THE PROBLEM.
Once you reach the line containing "One pin per instance of the concrete" in the entries below, write out that line and each one after it down to the line containing "<point>17,28</point>", exactly and with nothing added.

DATA TO EXAMINE.
┌────────
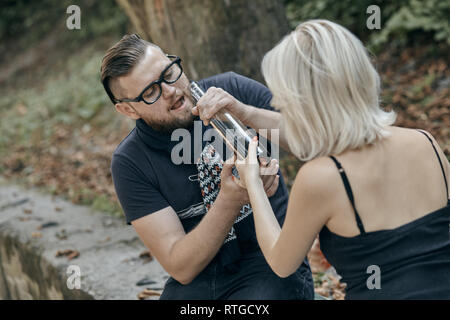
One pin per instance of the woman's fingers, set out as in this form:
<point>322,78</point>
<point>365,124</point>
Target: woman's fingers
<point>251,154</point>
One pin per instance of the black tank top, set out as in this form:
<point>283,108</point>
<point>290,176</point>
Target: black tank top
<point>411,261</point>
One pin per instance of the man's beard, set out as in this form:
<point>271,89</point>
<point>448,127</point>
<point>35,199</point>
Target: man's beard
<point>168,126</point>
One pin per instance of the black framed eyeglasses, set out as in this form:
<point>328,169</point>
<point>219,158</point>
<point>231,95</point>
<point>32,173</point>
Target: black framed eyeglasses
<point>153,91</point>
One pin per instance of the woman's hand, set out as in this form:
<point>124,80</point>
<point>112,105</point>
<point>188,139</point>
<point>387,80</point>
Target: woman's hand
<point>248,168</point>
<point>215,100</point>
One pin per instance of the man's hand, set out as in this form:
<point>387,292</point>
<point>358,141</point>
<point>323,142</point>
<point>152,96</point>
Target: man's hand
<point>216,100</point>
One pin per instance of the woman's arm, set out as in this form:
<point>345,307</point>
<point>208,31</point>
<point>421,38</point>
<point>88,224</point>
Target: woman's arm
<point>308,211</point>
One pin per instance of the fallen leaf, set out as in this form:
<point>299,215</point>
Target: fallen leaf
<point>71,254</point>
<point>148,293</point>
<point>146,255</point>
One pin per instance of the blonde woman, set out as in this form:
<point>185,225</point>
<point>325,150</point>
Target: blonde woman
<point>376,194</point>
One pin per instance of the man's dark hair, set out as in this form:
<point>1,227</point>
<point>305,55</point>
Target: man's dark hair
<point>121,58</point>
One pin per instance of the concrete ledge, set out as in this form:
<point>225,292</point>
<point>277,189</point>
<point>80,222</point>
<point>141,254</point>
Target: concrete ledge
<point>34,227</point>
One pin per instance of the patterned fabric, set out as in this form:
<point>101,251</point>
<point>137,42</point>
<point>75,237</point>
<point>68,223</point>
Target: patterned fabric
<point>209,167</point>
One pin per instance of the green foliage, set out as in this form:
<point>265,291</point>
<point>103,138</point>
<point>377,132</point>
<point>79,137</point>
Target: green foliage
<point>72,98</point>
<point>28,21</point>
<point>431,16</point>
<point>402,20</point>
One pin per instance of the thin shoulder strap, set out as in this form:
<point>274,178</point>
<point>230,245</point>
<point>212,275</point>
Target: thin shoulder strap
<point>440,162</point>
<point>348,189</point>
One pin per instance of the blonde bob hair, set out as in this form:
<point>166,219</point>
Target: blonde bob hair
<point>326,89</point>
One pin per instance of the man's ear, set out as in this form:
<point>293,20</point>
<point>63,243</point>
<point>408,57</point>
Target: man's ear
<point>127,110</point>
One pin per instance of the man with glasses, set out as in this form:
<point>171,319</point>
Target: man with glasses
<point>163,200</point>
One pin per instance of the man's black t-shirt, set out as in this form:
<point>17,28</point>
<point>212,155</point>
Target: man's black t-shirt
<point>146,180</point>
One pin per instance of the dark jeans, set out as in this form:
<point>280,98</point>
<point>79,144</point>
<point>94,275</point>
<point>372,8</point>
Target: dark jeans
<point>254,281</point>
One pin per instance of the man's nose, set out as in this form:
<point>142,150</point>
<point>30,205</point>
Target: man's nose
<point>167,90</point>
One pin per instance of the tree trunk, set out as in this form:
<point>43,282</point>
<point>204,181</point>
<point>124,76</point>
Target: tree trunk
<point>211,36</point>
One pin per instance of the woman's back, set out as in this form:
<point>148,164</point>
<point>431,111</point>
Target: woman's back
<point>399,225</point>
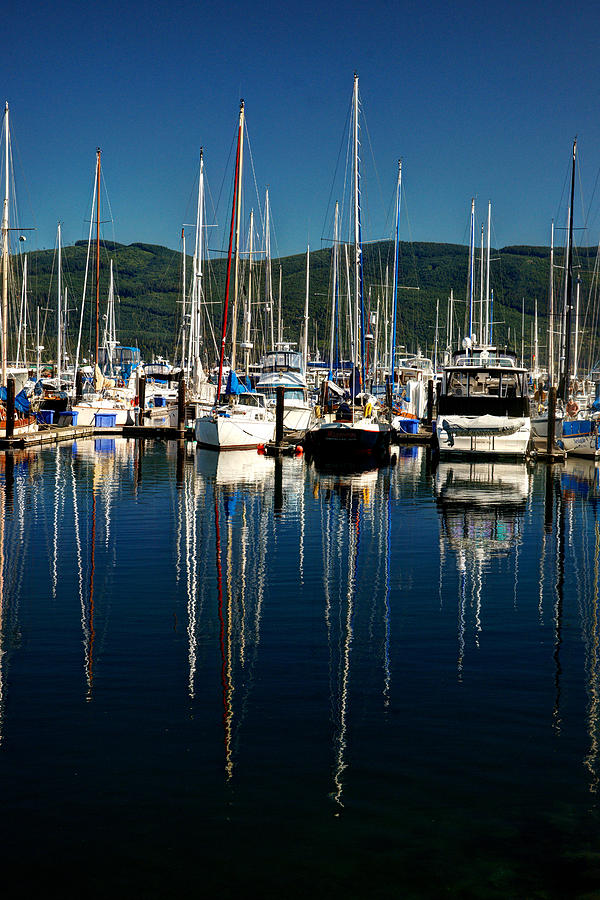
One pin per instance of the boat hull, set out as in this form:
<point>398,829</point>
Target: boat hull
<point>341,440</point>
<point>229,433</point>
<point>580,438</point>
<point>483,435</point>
└────────
┌────────
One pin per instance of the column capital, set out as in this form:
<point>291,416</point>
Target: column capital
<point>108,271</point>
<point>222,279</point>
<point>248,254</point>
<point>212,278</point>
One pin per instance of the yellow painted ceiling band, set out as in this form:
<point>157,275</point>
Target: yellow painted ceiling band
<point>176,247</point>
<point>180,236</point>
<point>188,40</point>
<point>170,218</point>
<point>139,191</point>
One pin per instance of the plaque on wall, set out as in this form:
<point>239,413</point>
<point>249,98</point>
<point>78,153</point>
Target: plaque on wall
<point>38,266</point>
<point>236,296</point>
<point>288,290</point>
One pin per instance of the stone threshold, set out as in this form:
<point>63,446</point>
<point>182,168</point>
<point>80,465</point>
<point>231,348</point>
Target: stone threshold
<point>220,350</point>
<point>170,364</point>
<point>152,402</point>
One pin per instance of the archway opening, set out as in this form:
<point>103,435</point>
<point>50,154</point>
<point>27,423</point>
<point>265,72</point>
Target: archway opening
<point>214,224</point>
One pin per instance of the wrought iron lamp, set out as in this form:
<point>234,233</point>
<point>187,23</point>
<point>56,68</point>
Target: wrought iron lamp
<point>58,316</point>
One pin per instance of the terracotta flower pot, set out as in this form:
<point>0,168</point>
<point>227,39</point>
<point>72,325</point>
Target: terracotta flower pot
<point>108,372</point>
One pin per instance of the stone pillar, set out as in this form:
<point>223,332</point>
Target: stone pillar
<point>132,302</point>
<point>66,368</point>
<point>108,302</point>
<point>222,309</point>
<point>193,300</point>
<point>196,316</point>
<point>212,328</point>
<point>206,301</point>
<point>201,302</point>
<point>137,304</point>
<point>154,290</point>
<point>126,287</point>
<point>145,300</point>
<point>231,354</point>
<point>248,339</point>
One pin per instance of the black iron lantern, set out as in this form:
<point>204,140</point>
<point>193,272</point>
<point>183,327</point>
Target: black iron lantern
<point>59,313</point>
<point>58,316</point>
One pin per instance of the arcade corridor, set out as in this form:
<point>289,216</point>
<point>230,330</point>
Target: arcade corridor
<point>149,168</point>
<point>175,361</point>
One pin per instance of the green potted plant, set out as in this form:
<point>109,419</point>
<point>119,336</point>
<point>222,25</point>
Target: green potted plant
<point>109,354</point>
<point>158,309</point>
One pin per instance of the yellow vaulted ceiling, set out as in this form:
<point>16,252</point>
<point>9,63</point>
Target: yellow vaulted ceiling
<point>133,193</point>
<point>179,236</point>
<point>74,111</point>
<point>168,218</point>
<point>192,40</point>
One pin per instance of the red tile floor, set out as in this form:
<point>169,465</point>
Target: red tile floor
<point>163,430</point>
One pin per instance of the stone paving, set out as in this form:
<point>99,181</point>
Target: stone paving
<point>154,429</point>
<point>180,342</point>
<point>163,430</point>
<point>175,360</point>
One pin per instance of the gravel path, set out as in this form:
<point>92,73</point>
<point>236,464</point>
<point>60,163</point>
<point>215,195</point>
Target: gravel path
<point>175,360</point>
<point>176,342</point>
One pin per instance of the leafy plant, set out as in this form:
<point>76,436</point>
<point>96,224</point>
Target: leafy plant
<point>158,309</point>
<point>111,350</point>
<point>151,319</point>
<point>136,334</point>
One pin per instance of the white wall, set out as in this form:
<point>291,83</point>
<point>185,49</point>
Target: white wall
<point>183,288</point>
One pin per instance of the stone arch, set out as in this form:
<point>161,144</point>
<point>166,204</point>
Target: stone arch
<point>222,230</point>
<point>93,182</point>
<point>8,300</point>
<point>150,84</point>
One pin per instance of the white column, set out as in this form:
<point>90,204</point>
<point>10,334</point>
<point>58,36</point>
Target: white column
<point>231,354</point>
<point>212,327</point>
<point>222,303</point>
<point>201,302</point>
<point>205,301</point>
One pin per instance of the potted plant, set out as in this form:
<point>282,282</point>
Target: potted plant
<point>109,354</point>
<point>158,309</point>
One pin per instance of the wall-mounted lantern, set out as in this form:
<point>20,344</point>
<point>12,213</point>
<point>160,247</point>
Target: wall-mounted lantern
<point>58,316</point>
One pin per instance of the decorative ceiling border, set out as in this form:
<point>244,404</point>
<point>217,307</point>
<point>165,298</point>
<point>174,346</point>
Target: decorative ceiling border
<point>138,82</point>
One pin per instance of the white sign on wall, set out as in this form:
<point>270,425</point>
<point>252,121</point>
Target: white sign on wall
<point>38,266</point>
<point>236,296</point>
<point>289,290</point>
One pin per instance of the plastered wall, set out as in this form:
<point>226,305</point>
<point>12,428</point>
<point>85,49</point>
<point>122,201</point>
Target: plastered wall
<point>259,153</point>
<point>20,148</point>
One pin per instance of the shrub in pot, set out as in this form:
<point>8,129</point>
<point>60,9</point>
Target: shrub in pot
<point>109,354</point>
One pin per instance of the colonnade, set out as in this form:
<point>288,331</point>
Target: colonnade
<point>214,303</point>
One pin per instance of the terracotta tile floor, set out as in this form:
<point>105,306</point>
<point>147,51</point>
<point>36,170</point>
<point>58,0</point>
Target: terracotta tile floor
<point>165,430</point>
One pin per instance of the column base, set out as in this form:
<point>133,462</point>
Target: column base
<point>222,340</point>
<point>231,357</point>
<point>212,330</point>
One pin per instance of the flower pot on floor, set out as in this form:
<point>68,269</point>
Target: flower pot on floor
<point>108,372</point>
└────────
SOLUTION.
One pin per instance of the concrete ledge, set out as in this form:
<point>225,292</point>
<point>277,189</point>
<point>80,222</point>
<point>141,254</point>
Target: concrete ledge
<point>34,227</point>
One pin per instance of the patterned fabric, set out as in this form:
<point>101,251</point>
<point>137,42</point>
<point>75,237</point>
<point>68,223</point>
Target: patterned fabric
<point>209,167</point>
One pin per instance of the green foliage, set out as in this form:
<point>265,291</point>
<point>103,138</point>
<point>377,132</point>
<point>79,137</point>
Target: green foliage
<point>72,98</point>
<point>28,21</point>
<point>431,16</point>
<point>402,20</point>
One pin per instance of the thin shoulder strap, set out as in this form:
<point>274,178</point>
<point>230,245</point>
<point>212,275</point>
Target: thin shoulder strap
<point>440,162</point>
<point>348,189</point>
One pin per instance of the blonde bob hair, set out as in this form:
<point>166,219</point>
Target: blonde bob hair
<point>326,89</point>
One pin per instance of the man's ear, set out as in this form:
<point>293,20</point>
<point>63,243</point>
<point>408,57</point>
Target: man's ear
<point>127,110</point>
One pin per instance of the man with glasses, set out as in this form:
<point>171,319</point>
Target: man with glasses
<point>163,200</point>
One pin per instance of the man's black t-shirt, set out as in this form:
<point>17,28</point>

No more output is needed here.